== ENTRIES SHOWN ==

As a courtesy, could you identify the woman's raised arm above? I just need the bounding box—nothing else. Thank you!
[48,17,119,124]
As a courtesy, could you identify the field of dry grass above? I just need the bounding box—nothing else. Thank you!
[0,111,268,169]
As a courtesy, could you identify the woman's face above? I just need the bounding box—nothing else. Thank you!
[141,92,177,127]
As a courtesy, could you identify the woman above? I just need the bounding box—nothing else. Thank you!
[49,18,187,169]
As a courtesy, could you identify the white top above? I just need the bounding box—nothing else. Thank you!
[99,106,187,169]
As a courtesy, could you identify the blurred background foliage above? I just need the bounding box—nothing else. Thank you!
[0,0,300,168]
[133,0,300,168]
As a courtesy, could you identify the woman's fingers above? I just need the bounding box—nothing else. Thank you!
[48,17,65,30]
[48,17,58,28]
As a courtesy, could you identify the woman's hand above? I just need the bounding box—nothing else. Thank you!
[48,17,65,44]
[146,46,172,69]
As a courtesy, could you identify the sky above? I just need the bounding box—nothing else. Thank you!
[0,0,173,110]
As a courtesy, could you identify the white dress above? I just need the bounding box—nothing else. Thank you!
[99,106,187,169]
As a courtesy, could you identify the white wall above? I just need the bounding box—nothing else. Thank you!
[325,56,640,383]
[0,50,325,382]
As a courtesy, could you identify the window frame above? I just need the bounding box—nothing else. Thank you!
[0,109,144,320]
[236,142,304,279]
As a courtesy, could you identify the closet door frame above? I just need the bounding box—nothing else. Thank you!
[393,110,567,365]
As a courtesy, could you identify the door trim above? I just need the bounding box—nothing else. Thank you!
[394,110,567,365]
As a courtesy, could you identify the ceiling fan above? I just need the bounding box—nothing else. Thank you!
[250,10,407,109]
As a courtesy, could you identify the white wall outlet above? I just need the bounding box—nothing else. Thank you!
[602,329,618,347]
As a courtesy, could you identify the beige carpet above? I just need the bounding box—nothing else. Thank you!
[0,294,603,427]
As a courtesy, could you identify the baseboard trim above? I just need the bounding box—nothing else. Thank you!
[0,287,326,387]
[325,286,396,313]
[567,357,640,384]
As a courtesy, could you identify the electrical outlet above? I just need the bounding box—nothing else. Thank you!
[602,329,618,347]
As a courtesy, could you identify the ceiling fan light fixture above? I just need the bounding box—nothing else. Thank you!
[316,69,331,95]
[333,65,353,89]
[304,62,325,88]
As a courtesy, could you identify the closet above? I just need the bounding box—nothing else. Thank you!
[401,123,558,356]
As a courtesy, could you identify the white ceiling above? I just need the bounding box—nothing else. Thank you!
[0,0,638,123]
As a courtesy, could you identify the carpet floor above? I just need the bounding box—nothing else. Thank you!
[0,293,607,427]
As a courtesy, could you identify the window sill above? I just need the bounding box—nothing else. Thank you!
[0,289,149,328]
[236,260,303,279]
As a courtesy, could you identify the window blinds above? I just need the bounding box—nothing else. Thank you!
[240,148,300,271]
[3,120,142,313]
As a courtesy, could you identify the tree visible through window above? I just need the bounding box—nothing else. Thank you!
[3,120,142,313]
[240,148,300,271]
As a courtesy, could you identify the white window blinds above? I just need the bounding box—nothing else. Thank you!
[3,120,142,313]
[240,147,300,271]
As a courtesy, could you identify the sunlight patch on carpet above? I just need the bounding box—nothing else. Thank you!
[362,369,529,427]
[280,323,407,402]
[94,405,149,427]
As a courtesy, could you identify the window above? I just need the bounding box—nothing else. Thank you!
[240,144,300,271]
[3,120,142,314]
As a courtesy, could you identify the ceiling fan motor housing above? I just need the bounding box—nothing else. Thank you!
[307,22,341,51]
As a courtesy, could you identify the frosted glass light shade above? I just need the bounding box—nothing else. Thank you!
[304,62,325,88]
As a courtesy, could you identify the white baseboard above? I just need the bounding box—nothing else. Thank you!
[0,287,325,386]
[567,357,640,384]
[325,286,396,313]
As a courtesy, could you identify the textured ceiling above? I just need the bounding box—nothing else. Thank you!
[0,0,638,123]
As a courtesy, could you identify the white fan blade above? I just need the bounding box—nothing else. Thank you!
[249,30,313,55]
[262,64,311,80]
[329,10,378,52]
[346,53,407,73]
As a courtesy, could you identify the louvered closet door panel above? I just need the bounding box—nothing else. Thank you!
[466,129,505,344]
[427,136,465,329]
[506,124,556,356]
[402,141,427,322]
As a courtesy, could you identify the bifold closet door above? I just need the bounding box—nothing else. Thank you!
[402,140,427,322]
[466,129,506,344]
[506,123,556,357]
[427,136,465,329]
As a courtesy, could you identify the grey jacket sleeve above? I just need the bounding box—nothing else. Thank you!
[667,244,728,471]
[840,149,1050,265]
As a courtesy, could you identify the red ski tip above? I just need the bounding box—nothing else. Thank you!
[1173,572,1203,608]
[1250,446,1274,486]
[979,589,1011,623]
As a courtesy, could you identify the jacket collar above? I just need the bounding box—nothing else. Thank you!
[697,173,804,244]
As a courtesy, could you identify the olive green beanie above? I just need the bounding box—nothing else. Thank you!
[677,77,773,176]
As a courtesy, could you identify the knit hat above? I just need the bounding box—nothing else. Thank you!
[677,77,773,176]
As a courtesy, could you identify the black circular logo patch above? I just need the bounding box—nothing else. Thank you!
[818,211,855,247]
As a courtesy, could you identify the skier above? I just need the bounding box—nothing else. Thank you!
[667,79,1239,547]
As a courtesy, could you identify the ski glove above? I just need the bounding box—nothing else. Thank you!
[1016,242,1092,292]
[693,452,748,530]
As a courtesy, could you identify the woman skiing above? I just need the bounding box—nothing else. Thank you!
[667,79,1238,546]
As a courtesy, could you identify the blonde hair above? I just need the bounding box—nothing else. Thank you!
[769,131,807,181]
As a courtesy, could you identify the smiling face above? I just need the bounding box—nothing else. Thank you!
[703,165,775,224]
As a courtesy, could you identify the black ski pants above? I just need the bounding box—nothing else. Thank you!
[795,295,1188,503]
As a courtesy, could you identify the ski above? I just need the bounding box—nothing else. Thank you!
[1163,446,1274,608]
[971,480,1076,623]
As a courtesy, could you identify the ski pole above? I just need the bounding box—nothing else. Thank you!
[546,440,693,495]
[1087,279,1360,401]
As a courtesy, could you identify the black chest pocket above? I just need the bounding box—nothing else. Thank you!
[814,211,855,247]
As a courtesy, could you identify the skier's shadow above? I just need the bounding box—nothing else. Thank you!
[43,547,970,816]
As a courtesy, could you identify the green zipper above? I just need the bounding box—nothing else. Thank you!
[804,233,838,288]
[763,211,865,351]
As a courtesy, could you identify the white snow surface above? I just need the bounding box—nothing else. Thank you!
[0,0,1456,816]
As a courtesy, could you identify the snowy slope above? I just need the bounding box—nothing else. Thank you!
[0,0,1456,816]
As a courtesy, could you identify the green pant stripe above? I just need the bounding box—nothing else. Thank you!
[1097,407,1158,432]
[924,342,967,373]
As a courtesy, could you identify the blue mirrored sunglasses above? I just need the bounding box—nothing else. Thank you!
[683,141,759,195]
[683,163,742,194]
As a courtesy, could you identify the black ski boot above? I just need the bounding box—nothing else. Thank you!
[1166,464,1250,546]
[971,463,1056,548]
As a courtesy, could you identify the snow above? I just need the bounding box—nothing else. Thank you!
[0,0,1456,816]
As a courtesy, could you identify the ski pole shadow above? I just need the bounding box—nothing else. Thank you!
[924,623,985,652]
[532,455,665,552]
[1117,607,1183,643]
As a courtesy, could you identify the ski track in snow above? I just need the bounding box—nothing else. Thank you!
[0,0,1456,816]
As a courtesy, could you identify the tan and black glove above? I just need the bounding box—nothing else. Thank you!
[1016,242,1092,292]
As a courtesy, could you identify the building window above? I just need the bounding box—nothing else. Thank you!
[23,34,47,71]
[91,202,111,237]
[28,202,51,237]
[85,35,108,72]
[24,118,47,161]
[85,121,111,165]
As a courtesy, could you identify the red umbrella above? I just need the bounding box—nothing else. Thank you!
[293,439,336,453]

===

WHAT YOU HAVE TO DO: Reproduce the items from the line with "As a courtesy, could you identify the grey" to the line with "[979,589,1011,623]", switching "jacket sleeve" to "coat sleeve" and leaving everything else unchanged.

OUTPUT FOR THIS TASK:
As a courtesy, could you identify the grey coat sleeve above? I just need the bounding box—nothing else. Thank you!
[667,244,728,471]
[840,149,1050,265]
As a courtesy, could you identify the red ski tip above? I just need the bounding box—nothing else. Thank you!
[1173,572,1203,608]
[1250,446,1274,486]
[979,589,1011,623]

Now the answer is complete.